Would you output each record exactly as it stands?

Referring expression data:
* * * *
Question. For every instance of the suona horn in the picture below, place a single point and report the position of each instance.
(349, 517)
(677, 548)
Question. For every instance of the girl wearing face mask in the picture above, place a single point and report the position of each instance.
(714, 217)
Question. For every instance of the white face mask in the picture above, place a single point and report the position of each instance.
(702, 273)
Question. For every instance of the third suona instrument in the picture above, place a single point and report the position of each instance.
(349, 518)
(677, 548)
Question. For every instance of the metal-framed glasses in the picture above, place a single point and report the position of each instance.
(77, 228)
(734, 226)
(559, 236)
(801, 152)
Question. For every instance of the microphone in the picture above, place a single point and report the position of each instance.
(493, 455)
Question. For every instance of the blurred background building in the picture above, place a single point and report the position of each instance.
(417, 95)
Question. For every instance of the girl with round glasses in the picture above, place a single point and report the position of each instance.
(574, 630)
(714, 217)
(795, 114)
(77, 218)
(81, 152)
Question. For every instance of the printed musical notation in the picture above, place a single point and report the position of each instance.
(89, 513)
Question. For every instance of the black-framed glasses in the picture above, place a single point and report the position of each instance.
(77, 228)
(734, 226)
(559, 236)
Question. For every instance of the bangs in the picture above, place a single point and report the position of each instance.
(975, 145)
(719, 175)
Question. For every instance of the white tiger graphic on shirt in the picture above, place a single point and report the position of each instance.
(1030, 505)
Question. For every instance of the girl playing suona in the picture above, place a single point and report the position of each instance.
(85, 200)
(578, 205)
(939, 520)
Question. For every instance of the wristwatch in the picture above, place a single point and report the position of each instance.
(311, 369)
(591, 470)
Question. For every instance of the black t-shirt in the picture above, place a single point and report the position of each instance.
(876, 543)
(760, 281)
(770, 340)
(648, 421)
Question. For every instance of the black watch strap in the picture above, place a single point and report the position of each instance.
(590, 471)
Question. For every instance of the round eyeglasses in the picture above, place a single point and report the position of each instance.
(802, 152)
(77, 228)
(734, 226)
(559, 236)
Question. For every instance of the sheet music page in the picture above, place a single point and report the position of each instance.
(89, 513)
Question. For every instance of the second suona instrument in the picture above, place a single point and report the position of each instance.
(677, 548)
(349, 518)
* * * *
RESPONSE BELOW:
Question. For every instance of the suona horn in the picture below, place a single point and report the position of each instance.
(349, 517)
(677, 548)
Question. For every instance of the girl wearing face mask in the picture above, place a single point and report the position of each instance.
(714, 217)
Question. For every instance of the white face mask in the picture above, place a single point and report the position of each instance.
(702, 273)
Question. For every instance of the third suona instrument in the picture above, place a single point and report the position of each instance.
(349, 518)
(677, 548)
Question. For every instance of the metal-framed glasses in the picture above, place a single point and report the position of each instance.
(77, 228)
(734, 226)
(559, 236)
(801, 152)
Question. For every instance of the microphone in the picture above, place a single point and report the position of each instance.
(493, 455)
Question. For every instance of the blurred background building in the picture above, place a single point and report the position of each instance.
(417, 95)
Question. For every instance of the girl with round glasses in the picture above, place a single point and report the position of each instance.
(574, 630)
(714, 217)
(795, 114)
(77, 218)
(81, 152)
Question. For every instance of the printed musical notation in the picture above, place a single point and report the position of each instance.
(89, 513)
Question. For every instance of the black-framed glasses in the picture above, place a single point and report the position of each instance.
(77, 228)
(734, 226)
(559, 236)
Question. For every instance of the bangs in the picture above, place a single point and report the position of each instance.
(975, 145)
(719, 175)
Question. For every instance of the white tiger graphic on shirt in the picture above, place a single point and report the position of each instance.
(1030, 505)
Question. For every instance of the girl playing suona in the picture above, place a single point and report the position of each instance.
(85, 200)
(578, 205)
(939, 520)
Question. For every instance of the wristwatch in the picture above, place a single point and report the position of each instance.
(311, 369)
(591, 470)
Question. For every instance of the black t-shirt in the picture above, place a single point and report the position of each instance.
(876, 543)
(760, 281)
(770, 340)
(648, 421)
Question. For every instance of the black watch strap in the picture above, place a single point and report the position of each instance.
(590, 471)
Question. For every instance of the round eyeglasses in the picture above, place a single point and report the position of each instance.
(802, 152)
(77, 228)
(734, 226)
(559, 236)
Question. For every instance of the sheet music page in the picture above, place a single point and report the position of each instance.
(89, 513)
Question. For every instance of the second suona instrument in the picture above, place a single point and report the position of each instance.
(677, 548)
(349, 518)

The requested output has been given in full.